The impeller 20 includes an annular impeller base portion 21 and a plurality of blades 22. The impeller base portion 21 is fixed to the rotating portion 60. Specifically, the impeller base portion 21 is fixed to an outer circumferential surface of the outer cylindrical portion 623 of the rotor holder 62. The blades 22 are arranged at regular intervals in the circumferential direction as represented by chain double-dashed lines in FIG. 4. Each of the blades 22 is arranged to extend radially outward from the impeller base portion 21. The impeller base portion 21 and the blades 22 are defined as a single resin member by, for example, an injection molding process. Note, however, that the impeller base portion 21 and the blades 22 may be defined by separate members. The impeller base portion 21 and the blades 22 are arranged to rotate about the central axis 9 together with the rotating portion 60 of the motor 10.
The housing 30 includes the bottom plate 31, a top plate 32, and a side wall 33. The bottom plate 31 is arranged to spread substantially perpendicularly to the central axis 9 on a lower side of the impeller 20. The top plate 32 is arranged to spread substantially perpendicularly to the central axis 9 on an upper side of the impeller 20. The side wall 33 is arranged to partially join an outer edge portion of the bottom plate 31 and an outer edge portion of the top plate 32 to each other on a radially outer side of the impeller 20. The impeller 20 and the rotating portion 60 of the motor 10 are accommodated in an interior space of the housing 30, which is surrounded by the bottom plate 31, the top plate 32, and the side wall 33.
As illustrated in FIGS. 2 and 5, the top plate 32 includes an upper air inlet 321 arranged to extend in the vertical direction therethrough. The upper air inlet 321 is arranged over the motor 10. In addition, the upper air inlet 321 is arranged in the shape of a circle centered on the central axis 9 in a plan view. The side wall 33 includes a pair of edges 331 and 332 arranged, respectively, on a downstream side and on an upstream side with respect to a rotation direction of the impeller 20. An opening as an air outlet 333 is defined between the pair of edges 331 and 332.
Once the impeller 20 is rotated, a gas is drawn into the housing 30 through the upper air inlet 321. The gas drawn into the housing 30 receives a centrifugal force caused by the impeller 20, and is caused to flow in the circumferential direction in a wind channel 34 defined between the impeller 20 and the side wall 33, as indicated by an arrow in FIG. 4. The gas is then caused to travel from the wind channel 34 to the air outlet 333, and be discharged out of the housing 30 through the air outlet 333.

— EXERCISE A —
Please reproduce the entries from their first line through the line containing "box: [106, 0, 332, 103]", including both of those lines.
The fan passage and the entries are unrelated to each other.

— GIVEN DATA —

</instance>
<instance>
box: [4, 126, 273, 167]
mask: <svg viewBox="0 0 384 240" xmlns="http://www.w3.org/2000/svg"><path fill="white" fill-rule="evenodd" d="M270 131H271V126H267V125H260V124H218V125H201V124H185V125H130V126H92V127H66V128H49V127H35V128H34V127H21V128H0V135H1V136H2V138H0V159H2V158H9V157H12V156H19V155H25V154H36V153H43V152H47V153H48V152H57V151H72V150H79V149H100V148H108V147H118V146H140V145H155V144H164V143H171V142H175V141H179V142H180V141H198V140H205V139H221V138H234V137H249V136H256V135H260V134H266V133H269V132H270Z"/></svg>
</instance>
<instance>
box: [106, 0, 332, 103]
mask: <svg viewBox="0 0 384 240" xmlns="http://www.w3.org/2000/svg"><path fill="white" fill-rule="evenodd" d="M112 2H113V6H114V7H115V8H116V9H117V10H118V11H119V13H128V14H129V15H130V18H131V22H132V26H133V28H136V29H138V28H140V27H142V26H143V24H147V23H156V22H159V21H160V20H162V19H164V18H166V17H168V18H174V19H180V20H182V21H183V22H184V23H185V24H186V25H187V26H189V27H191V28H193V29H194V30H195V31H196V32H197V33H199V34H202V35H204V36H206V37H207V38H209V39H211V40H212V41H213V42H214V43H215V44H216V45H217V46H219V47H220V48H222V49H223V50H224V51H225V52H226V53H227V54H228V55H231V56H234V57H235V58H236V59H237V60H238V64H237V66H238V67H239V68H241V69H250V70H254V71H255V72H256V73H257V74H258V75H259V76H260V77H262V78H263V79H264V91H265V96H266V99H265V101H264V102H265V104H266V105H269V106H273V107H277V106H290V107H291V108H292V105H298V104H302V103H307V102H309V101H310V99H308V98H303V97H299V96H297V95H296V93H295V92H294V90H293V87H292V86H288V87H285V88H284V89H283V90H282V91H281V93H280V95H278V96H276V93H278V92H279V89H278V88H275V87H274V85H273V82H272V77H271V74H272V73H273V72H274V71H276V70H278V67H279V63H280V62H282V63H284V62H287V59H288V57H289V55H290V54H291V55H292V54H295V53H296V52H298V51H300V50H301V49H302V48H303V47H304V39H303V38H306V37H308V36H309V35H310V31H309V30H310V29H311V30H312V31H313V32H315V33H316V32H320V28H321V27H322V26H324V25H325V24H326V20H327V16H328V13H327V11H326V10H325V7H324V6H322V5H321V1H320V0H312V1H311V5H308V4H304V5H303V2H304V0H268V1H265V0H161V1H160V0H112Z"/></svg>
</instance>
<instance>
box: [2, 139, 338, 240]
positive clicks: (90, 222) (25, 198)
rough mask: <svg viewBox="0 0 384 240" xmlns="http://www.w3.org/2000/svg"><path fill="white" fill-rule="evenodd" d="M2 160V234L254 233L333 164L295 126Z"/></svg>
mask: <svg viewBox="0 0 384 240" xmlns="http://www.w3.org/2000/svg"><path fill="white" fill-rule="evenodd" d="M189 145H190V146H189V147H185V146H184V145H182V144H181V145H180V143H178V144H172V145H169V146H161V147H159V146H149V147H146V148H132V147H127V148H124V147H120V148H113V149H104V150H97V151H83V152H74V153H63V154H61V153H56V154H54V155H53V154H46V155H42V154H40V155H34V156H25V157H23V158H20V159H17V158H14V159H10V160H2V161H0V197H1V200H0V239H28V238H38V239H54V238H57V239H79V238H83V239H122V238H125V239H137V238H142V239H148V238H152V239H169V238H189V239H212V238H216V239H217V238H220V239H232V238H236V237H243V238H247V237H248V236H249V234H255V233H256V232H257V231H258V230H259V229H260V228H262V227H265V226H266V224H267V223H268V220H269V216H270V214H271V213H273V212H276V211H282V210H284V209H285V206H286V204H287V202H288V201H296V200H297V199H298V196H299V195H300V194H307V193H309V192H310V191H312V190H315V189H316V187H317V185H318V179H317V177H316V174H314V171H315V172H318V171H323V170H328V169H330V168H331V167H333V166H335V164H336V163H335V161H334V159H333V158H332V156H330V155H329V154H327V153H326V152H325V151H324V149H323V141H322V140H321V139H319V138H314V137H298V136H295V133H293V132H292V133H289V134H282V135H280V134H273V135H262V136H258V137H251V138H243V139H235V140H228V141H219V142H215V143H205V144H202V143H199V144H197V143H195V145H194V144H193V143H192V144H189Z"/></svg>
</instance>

— EXERCISE B —
Rewrite the stretch of the fan passage from "The housing 30 includes" through "the side wall 33.", substituting "upper plate" for "top plate".

— TASK RESULT A —
</instance>
<instance>
box: [4, 126, 273, 167]
mask: <svg viewBox="0 0 384 240" xmlns="http://www.w3.org/2000/svg"><path fill="white" fill-rule="evenodd" d="M270 131H271V126H267V125H260V124H218V125H201V124H185V125H130V126H92V127H66V128H49V127H35V128H34V127H21V128H0V135H1V136H2V138H0V159H2V158H9V157H12V156H19V155H25V154H36V153H43V152H47V153H48V152H57V151H72V150H79V149H100V148H108V147H118V146H140V145H155V144H164V143H171V142H175V141H179V142H180V141H198V140H205V139H221V138H234V137H249V136H256V135H260V134H266V133H269V132H270Z"/></svg>
</instance>
<instance>
box: [106, 0, 332, 103]

— TASK RESULT B —
The housing 30 includes the bottom plate 31, a upper plate 32, and a side wall 33. The bottom plate 31 is arranged to spread substantially perpendicularly to the central axis 9 on a lower side of the impeller 20. The upper plate 32 is arranged to spread substantially perpendicularly to the central axis 9 on an upper side of the impeller 20. The side wall 33 is arranged to partially join an outer edge portion of the bottom plate 31 and an outer edge portion of the upper plate 32 to each other on a radially outer side of the impeller 20. The impeller 20 and the rotating portion 60 of the motor 10 are accommodated in an interior space of the housing 30, which is surrounded by the bottom plate 31, the upper plate 32, and the side wall 33.